Records for this task:
--------------------------------------------------
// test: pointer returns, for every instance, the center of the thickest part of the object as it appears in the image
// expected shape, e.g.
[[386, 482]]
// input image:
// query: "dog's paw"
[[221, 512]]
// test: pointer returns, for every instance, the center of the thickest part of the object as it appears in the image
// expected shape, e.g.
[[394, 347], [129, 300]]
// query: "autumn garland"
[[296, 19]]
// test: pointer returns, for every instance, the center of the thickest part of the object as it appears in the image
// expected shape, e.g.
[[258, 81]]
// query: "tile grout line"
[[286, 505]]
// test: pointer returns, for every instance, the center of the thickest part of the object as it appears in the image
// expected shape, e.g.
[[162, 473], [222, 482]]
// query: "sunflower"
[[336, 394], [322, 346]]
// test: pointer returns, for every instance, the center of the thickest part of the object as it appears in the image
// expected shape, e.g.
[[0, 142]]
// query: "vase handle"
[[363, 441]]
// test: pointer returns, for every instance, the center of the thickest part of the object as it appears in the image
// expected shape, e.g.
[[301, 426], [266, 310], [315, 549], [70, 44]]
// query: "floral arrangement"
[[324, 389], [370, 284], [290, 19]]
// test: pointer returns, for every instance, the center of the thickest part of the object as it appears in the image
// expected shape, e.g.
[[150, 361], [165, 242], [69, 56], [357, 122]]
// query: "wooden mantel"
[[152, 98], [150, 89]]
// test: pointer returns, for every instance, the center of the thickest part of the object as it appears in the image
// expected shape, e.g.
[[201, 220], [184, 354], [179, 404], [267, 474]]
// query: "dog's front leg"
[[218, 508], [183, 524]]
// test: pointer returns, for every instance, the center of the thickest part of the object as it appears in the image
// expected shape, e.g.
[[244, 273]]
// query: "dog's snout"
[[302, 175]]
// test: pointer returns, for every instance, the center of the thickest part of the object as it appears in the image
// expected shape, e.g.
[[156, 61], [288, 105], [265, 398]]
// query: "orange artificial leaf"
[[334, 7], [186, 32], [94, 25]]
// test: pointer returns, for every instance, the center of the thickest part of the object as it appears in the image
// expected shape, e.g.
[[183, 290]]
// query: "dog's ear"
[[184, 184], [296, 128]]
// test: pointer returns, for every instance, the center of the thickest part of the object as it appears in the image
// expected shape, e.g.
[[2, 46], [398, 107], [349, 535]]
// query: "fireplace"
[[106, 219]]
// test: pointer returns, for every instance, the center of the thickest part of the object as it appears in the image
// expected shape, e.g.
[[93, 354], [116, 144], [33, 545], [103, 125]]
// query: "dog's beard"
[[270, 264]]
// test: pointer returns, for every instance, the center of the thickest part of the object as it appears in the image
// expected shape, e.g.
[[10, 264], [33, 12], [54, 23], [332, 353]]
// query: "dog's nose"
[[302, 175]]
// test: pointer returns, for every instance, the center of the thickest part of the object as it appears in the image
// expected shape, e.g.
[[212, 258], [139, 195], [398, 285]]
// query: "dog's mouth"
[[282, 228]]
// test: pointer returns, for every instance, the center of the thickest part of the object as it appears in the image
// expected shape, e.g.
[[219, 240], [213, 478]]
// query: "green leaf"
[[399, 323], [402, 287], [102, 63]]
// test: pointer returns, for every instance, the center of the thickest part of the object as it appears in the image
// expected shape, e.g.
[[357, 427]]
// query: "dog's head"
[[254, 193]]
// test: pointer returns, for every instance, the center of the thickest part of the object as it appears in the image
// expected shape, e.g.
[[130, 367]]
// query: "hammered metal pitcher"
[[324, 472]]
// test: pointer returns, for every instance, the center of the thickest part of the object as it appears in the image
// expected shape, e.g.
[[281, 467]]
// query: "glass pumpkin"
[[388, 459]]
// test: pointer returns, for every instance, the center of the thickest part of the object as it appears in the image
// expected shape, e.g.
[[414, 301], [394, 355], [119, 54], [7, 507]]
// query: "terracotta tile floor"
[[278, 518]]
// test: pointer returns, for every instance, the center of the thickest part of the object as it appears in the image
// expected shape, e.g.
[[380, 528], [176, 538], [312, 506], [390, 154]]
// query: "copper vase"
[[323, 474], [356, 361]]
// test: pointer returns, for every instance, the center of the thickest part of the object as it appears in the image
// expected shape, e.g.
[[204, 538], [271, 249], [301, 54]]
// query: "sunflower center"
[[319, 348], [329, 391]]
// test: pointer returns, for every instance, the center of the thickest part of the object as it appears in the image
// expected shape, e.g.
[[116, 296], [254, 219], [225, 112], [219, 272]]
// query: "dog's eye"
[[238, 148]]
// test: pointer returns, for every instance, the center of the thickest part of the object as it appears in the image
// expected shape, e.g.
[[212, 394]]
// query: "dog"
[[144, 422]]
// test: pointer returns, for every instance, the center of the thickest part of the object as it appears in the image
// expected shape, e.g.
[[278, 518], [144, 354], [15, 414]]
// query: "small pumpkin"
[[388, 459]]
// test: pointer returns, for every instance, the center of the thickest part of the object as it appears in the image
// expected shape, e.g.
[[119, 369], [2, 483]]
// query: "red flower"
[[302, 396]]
--------------------------------------------------
Work to be completed: Rewrite all of the entries above, replacing "thickest part" with "widest part" and leaving everything else unchanged.

Solution to this task:
// test: pointer returns, for every instance, the center of the widest part of the object as it appears in the image
// expected shape, e.g.
[[386, 482]]
// input image:
// query: "dog's paw"
[[221, 512]]
// test: pointer returns, for every instance, the center of the widest part of the object as it appears in the image
// expected shape, e.g.
[[394, 347], [129, 300]]
// query: "autumn garland"
[[296, 19]]
// test: pointer returns, for every instance, the center of the widest part of the object as it appears in the image
// expected shape, e.g.
[[258, 81]]
// query: "tile grout line"
[[286, 505]]
// test: pointer returns, for every instance, the center of the widest part of the object as it appears in the image
// expected shape, e.g.
[[162, 473], [222, 482]]
// query: "sunflower"
[[336, 394], [322, 346]]
// test: pointer returns, for every instance, the center of the widest part of the object as it appears in the image
// expected shape, e.g.
[[0, 142]]
// query: "vase handle"
[[363, 441]]
// test: pointer returns, for every instance, the center of the widest part of the object as it appears in the image
// expected shape, e.g.
[[301, 426], [266, 310], [315, 549], [70, 44]]
// query: "floral arrangement"
[[324, 389], [370, 284], [290, 19]]
// test: pointer returns, for every instance, the center of the widest part of the object as it appears in the image
// expected shape, e.g.
[[150, 361], [165, 242], [69, 56], [357, 122]]
// query: "wooden mantel"
[[152, 98], [150, 89]]
// test: pointer returns, for every instance, the center of the widest part of the object as it appears in the image
// expected shape, e.g.
[[201, 220], [184, 354], [179, 404], [267, 474]]
// query: "dog's front leg"
[[218, 508], [183, 524]]
// test: pointer returns, for every instance, the center of the widest part of the object as it appears in the image
// expected shape, e.g.
[[244, 273]]
// query: "dog's snout"
[[302, 175]]
// test: pointer returns, for every instance, the center of the widest part of the object as it appears in the image
// expected shape, e.g.
[[156, 61], [288, 105], [265, 398]]
// query: "orange artificial leaf"
[[334, 7], [186, 32], [94, 25]]
// test: pointer returns, for every instance, the center of the widest part of the object as it appears in the image
// expected shape, e.g.
[[183, 290]]
// query: "dog's ear"
[[184, 184], [296, 128]]
// test: pointer returns, for every instance, the center of the widest part of the object as it appears in the image
// expected shape, e.g.
[[2, 46], [398, 107], [349, 535]]
// query: "fireplace"
[[106, 219]]
// test: pointer returns, for every instance, the center of the widest part of the object as it appears in the image
// expected shape, e.g.
[[93, 354], [116, 144], [33, 545], [103, 125]]
// query: "dog's beard"
[[270, 264]]
// test: pointer returns, for every instance, the center of the widest part of the object as it appears in the image
// expected shape, e.g.
[[10, 264], [33, 12], [54, 23], [332, 353]]
// query: "dog's nose"
[[302, 175]]
// test: pointer returns, for every instance, the center of the widest part of the object as it appears in the image
// expected shape, e.g.
[[212, 258], [139, 195], [398, 285]]
// query: "dog's mouth"
[[282, 228]]
// test: pointer returns, for every instance, the center of the widest part of the object as it appears in the image
// expected shape, e.g.
[[219, 240], [213, 478]]
// query: "green leaf"
[[399, 323], [402, 287], [102, 63]]
// test: pointer returns, for every instance, the center of the widest part of the object as it appears in the image
// expected shape, e.g.
[[357, 427]]
// query: "dog's head"
[[254, 193]]
// test: pointer returns, for every instance, the center of the widest part of the object as it appears in the image
// expected shape, e.g.
[[130, 367]]
// query: "hammered metal pitcher"
[[324, 472]]
// test: pointer returns, for every instance, the center of the widest part of the object as it appears in the image
// expected shape, e.g.
[[281, 467]]
// query: "glass pumpkin"
[[388, 459]]
// test: pointer returns, for every instance, the center of the widest part of the object as it appears in the image
// expected shape, e.g.
[[414, 301], [394, 355], [119, 54], [7, 507]]
// query: "terracotta tile floor"
[[278, 518]]
// test: pointer returns, for every instance, the center of the widest part of the object as it appears in the image
// expected shape, e.g.
[[380, 528], [176, 538], [312, 506], [390, 154]]
// query: "copper vase"
[[323, 474], [356, 361]]
// test: pointer returns, for every instance, the center of the widest part of the object as it appears in the image
// expected shape, e.g.
[[204, 538], [271, 249], [301, 54]]
// query: "sunflower center"
[[319, 348], [329, 391]]
// test: pointer returns, for every instance, the center of the widest part of the object as it appears in the image
// expected shape, e.g.
[[116, 296], [254, 219], [225, 112], [219, 272]]
// query: "dog's eye"
[[238, 148]]
// test: pointer returns, for every instance, the center of the widest part of the object as it appears in the image
// expected shape, e.g.
[[212, 394]]
// query: "dog"
[[144, 422]]
// test: pointer returns, for every instance, the center of the widest part of the object as it appears in the image
// expected shape, e.g.
[[278, 518], [144, 354], [15, 414]]
// query: "small pumpkin"
[[388, 459]]
// test: pointer returns, for every instance, the center of the widest part of the object as it appears in the image
// expected shape, e.g.
[[119, 369], [2, 483]]
// query: "red flower"
[[302, 396]]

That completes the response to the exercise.